- TASK 1: In the rows, rewrite the stretch starting with the line that contains "Q: For every instance of the green" and going on through the line that contains "382), (137, 279)]", changing "green leaf" to "yellow leaf" and leaving everything else unchanged. Return only those lines.

- TEXT SECTION:
::::::
The company was recently commended for the project in the Repair and Restoration section of the Stone Federation’s Natural Stone Awards 2010.

CWO secured the contract to restore the Eastern Arm of the Cathedral Cloisters and the adjoining St Faith’s House in July 2009. The restoration project was funded by the Chichester Cathedral Restoration & Development Trust which relies on donations and fundraising to help preserve the beauty of this famous landmark. It was directed by architects and historic buildings consultants Molyneux Kerr, and Richard Meynell, Cathedral Architect.

The 15th Century Cloisters required essential repairs to the roof and windows.

The stonework on the windows showed extensive signs of weathering; CWO therefore removed the affected areas, replaced the stone and smoothed over and blended it for a homogenous effect.

The leaded lights were restored, with the glass removed, cleaned, conserved and the windows re-leaded.

Removing the entire roof, CWO salvaged as many of the original tiles as possible before retiling with the originals as well as other tiles salvaged from local buildings of the same period to maintain consistency.

With some of the timber also in a state of disrepair new oak pegs needed replacing where old ones had rotted away. In addition, the buttresses required careful restoration work and rebuilding.

To make the East Cloister a more useable space, CWO was also tasked with adding lighting, heating and power. All of these services have been carefully hidden away to maintain the original feel of antiquity.
::::::
- SOURCE DATA:
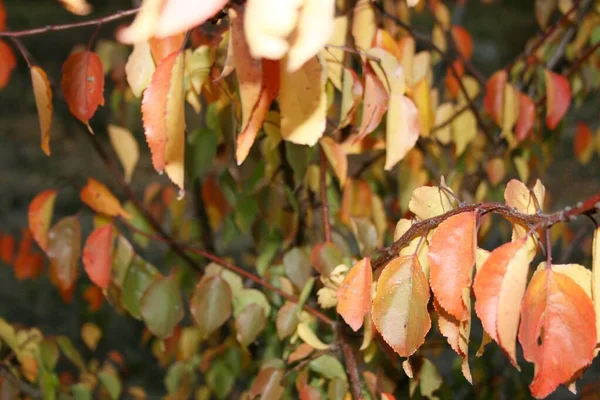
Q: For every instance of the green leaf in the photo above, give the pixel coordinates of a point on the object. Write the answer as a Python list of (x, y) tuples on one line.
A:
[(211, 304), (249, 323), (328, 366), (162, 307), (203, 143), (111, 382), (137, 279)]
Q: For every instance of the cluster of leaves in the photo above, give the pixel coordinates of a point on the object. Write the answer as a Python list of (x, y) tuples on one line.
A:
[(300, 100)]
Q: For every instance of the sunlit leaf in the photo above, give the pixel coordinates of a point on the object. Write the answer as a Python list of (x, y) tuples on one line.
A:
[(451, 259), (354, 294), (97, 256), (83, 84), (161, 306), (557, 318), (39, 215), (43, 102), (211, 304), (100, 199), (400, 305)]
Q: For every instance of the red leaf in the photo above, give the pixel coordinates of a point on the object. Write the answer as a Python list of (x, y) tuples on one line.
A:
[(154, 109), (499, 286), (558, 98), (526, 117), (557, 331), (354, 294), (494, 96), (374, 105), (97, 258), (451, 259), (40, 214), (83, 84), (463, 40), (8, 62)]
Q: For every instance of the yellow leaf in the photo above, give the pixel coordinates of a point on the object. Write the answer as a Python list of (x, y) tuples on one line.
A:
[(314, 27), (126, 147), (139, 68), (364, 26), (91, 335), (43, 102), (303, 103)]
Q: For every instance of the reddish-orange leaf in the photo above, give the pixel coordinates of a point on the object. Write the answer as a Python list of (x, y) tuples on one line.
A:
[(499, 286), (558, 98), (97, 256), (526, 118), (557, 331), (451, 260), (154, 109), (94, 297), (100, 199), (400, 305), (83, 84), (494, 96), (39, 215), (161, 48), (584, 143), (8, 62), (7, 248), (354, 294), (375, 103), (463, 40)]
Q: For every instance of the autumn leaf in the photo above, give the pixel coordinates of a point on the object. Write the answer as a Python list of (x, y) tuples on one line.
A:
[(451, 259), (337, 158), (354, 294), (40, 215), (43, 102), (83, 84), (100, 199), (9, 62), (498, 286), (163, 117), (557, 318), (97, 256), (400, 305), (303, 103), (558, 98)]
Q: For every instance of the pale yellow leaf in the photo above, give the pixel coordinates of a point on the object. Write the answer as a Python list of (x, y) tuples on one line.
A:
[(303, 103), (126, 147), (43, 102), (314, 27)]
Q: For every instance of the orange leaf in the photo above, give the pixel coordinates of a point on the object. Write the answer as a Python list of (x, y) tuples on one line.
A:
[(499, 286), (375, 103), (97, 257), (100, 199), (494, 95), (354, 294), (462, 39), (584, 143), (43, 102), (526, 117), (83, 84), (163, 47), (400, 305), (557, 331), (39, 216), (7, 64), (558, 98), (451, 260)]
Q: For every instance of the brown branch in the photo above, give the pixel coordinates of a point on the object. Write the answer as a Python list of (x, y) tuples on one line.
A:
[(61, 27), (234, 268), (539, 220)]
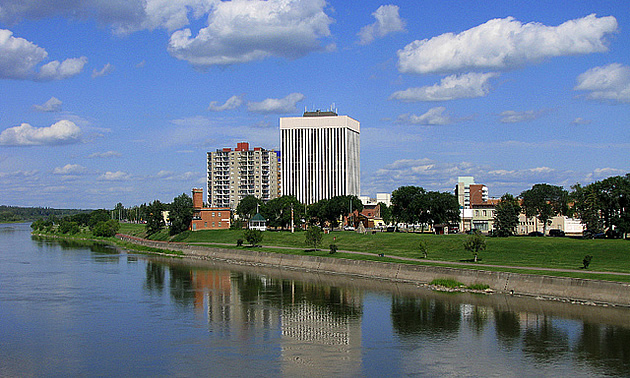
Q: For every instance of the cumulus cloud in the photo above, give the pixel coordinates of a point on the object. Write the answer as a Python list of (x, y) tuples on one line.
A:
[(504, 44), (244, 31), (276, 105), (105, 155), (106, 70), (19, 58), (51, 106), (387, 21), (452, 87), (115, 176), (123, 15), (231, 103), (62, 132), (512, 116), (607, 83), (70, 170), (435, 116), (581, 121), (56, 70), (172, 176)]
::::::
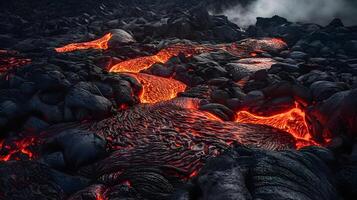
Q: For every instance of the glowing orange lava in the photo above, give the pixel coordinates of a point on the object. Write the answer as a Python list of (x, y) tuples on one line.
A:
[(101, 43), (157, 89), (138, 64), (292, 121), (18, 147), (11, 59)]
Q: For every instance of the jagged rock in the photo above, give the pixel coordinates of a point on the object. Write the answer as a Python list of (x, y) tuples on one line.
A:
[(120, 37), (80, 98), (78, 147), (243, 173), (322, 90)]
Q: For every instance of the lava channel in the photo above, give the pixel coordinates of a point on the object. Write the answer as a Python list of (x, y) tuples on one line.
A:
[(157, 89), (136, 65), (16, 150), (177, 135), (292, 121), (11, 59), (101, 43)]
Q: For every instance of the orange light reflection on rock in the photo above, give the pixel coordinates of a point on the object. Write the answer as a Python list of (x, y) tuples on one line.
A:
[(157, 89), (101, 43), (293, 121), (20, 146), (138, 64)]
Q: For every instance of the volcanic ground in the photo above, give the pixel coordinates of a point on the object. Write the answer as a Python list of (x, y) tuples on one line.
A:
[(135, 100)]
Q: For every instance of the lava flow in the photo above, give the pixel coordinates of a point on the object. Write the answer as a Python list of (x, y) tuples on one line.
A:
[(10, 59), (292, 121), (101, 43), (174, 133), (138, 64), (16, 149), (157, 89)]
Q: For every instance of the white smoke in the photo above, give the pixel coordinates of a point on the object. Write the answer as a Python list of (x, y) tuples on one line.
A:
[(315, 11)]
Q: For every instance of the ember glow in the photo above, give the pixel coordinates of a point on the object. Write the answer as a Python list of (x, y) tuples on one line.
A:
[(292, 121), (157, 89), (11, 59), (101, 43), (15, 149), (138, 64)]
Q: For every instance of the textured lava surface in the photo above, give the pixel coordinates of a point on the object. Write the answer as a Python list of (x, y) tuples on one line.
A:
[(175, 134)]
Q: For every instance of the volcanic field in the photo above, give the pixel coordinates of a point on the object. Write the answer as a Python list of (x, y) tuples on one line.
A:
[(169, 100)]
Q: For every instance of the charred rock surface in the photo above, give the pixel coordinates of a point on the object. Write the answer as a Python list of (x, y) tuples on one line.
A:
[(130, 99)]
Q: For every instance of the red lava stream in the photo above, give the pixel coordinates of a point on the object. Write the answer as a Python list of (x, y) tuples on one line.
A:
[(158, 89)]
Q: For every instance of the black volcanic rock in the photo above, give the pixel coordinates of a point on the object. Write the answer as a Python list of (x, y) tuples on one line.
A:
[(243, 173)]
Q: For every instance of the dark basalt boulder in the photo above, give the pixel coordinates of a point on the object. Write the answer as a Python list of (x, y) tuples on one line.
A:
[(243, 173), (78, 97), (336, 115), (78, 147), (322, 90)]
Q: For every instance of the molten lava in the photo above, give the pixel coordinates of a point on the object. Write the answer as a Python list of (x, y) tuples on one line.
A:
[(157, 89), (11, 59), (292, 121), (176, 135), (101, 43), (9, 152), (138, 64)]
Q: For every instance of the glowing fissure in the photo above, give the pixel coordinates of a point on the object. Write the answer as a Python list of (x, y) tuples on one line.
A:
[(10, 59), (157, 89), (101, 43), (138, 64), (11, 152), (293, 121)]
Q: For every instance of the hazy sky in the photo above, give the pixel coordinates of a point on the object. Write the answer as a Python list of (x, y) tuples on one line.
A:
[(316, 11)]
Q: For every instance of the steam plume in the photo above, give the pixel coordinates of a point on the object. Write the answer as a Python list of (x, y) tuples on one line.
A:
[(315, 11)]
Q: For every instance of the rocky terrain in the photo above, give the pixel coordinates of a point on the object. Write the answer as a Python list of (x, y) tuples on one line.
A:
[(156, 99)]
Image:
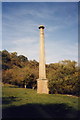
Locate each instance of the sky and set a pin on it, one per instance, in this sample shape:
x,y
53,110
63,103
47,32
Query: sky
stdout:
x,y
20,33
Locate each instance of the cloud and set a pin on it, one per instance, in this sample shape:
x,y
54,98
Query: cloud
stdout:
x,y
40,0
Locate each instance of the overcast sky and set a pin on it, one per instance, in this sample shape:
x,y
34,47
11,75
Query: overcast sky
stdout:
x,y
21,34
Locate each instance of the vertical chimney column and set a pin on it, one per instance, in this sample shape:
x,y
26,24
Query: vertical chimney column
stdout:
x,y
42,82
::::::
- TASK 2:
Answer these from the cloister restoration text:
(a) In what month and year did CWO secure the contract?
(b) From what century are the Cloisters?
(c) Which services were added to the East Cloister?

- TASK RESULT 1:
Q: For every instance of the yellow leaf in the photo above, give the pixel coordinates of a point on the object. Write the answer as a Python list of (x, y) tuples on one line.
A:
[(211, 304), (249, 323), (328, 366), (162, 307), (203, 143), (111, 382), (137, 279)]

- TASK RESULT 2:
(a) July 2009
(b) The 15th Century
(c) Lighting, heating and power